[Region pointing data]

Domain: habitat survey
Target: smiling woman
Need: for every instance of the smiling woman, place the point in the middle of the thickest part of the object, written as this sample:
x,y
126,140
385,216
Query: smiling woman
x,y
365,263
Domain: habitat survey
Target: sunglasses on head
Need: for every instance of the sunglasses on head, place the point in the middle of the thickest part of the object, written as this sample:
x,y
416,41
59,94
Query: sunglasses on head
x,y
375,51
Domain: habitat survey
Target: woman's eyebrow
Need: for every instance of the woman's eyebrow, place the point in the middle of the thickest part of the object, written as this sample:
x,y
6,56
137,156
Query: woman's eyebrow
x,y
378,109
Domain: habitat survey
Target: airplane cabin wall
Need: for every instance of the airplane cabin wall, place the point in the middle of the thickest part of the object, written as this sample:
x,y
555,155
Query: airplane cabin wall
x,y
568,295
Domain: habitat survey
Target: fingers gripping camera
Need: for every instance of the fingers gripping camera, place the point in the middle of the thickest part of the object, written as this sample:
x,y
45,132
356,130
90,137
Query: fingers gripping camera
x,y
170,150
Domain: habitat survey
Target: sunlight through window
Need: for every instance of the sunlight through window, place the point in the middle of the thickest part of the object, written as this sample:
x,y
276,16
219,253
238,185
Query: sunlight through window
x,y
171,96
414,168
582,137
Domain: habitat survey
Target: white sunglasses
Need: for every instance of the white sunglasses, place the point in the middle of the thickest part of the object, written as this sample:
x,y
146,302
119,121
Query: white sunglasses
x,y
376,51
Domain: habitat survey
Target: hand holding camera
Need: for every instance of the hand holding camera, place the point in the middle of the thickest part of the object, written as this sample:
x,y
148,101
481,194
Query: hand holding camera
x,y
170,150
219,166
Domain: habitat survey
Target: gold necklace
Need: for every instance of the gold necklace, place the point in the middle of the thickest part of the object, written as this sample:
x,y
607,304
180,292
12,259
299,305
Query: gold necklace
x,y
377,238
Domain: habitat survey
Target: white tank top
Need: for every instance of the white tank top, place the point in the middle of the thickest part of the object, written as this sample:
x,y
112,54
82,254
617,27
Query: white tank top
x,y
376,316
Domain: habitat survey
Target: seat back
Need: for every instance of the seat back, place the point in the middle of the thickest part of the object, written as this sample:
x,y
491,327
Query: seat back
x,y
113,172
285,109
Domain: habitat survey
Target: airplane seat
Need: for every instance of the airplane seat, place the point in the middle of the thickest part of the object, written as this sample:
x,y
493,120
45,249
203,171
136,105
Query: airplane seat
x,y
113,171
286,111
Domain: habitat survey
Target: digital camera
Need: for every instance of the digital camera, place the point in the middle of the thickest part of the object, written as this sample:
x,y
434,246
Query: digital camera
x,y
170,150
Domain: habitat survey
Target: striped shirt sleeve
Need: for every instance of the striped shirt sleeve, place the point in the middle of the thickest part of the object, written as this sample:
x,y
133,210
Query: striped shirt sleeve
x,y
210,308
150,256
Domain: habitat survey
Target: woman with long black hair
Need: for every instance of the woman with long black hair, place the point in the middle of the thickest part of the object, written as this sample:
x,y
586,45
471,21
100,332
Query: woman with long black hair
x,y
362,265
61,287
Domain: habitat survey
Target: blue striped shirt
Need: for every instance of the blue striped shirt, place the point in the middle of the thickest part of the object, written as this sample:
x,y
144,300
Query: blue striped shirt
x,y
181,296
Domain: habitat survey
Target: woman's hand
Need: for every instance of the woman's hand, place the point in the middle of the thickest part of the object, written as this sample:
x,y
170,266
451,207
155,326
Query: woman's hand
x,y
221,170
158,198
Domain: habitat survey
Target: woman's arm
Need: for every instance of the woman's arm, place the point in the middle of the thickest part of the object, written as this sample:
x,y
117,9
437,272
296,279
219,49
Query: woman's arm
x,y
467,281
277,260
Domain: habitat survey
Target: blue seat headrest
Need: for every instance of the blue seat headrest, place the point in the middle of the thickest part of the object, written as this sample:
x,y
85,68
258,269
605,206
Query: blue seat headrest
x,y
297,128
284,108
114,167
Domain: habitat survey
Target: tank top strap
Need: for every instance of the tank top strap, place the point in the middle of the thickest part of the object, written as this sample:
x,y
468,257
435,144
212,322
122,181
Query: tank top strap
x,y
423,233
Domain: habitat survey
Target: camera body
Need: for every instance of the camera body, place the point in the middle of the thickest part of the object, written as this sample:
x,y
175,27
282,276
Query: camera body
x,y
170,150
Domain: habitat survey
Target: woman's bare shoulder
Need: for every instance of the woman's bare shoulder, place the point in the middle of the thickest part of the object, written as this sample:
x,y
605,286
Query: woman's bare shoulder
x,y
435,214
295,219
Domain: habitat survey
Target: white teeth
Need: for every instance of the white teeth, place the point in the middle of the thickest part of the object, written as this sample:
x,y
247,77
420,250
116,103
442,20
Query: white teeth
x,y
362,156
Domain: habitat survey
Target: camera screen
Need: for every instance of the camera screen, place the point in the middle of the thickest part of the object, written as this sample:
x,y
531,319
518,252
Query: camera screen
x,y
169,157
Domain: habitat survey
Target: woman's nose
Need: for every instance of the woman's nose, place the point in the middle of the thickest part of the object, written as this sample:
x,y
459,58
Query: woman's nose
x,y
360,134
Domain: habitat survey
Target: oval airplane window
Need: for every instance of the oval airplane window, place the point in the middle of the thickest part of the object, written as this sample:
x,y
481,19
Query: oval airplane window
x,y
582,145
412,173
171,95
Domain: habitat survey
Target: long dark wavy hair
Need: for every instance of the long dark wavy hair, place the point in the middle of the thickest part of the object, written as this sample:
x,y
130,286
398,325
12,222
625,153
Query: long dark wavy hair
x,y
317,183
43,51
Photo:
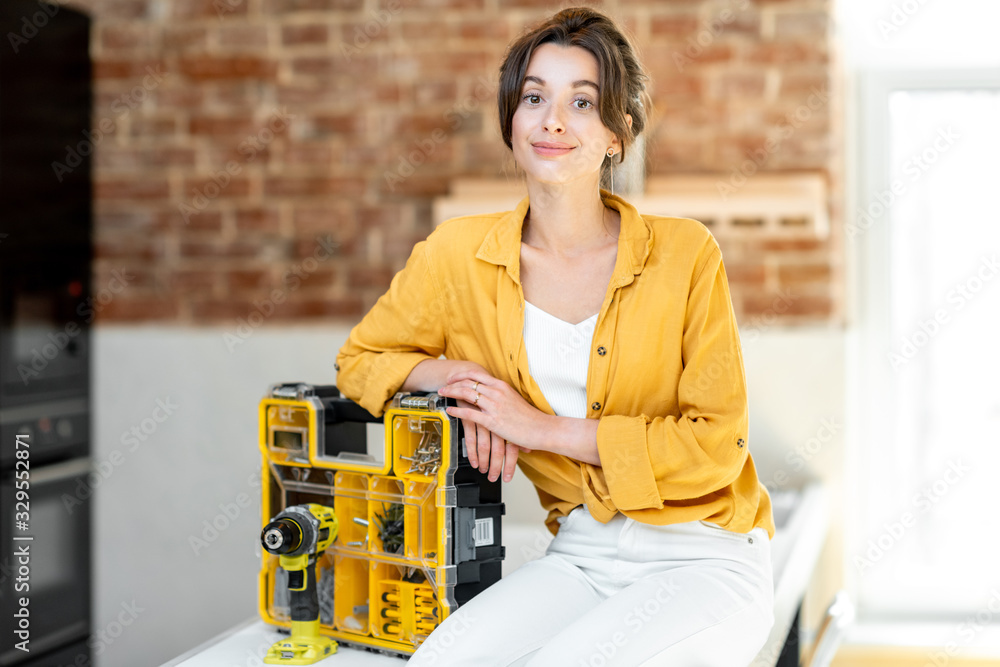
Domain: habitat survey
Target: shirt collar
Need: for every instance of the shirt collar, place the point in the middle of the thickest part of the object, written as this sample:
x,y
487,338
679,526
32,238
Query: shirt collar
x,y
502,245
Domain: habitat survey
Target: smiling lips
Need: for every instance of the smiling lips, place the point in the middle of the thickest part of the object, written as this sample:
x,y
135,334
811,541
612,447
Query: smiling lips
x,y
551,148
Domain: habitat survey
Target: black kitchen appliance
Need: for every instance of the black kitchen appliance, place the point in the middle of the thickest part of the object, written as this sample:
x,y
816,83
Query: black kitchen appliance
x,y
45,280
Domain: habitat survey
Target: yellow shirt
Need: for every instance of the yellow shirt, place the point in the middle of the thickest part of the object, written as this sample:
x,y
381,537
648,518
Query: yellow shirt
x,y
665,377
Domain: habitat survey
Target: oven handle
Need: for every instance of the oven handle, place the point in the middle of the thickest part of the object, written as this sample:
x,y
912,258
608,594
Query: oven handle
x,y
57,472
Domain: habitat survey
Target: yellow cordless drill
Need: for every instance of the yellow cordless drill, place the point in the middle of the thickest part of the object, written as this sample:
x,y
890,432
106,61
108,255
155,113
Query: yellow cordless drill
x,y
296,536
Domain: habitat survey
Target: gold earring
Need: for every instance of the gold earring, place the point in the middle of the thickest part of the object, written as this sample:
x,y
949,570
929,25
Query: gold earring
x,y
611,154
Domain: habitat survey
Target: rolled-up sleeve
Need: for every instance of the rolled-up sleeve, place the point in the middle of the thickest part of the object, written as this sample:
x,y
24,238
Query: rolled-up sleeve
x,y
403,328
648,460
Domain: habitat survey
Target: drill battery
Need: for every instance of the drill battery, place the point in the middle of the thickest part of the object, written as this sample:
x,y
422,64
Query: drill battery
x,y
419,528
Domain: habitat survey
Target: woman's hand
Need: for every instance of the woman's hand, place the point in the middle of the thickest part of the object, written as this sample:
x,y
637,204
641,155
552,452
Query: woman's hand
x,y
495,418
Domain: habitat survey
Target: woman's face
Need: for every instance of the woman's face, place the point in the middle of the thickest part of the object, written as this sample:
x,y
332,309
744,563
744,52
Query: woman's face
x,y
557,132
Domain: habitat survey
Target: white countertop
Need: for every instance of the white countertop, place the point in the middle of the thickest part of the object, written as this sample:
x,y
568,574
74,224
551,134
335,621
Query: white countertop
x,y
801,518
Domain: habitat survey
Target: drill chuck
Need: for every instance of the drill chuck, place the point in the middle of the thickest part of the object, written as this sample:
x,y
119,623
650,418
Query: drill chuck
x,y
281,536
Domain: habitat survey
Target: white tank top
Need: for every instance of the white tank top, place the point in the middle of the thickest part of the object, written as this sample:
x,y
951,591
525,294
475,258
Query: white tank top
x,y
558,358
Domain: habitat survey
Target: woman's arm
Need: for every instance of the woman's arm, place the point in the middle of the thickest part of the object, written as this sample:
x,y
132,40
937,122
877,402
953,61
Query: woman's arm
x,y
401,331
646,460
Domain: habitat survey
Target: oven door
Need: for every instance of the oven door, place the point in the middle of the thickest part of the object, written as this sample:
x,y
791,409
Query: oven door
x,y
57,575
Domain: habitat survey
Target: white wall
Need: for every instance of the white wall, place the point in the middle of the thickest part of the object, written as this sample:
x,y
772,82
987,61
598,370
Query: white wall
x,y
202,461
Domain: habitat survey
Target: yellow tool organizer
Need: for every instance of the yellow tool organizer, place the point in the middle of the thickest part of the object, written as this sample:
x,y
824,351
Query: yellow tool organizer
x,y
419,527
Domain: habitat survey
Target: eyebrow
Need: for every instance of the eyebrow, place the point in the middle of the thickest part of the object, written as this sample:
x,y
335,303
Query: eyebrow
x,y
576,84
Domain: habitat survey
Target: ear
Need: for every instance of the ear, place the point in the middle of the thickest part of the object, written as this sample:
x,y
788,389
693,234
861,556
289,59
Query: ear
x,y
615,141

Task prompt:
Quote exactly the stretch of lines above that starts at the first one and ends at the line with "Target: airplane cabin wall", and nothing beyond it.

Reply to the task:
Domain: habitat survey
Target: smiling woman
Need: for every instance of the smiling woman, place the point in the middle of the thickest part of the object, written as this sample:
x,y
126,140
385,216
Query: smiling woman
x,y
365,263
Domain: habitat survey
Target: sunglasses on head
Need: for every instance of the sunglasses on head, place the point in the middle of the thickest part of the object, written as this sample:
x,y
416,41
59,94
Query: sunglasses on head
x,y
375,51
Domain: habitat survey
Target: woman's eyebrow
Need: for every instance of the woman's eyebrow, place the point in the middle of the thickest part of the object, written as this sample:
x,y
6,56
137,156
Query: woman's eyebrow
x,y
378,109
Domain: habitat survey
Target: airplane cabin wall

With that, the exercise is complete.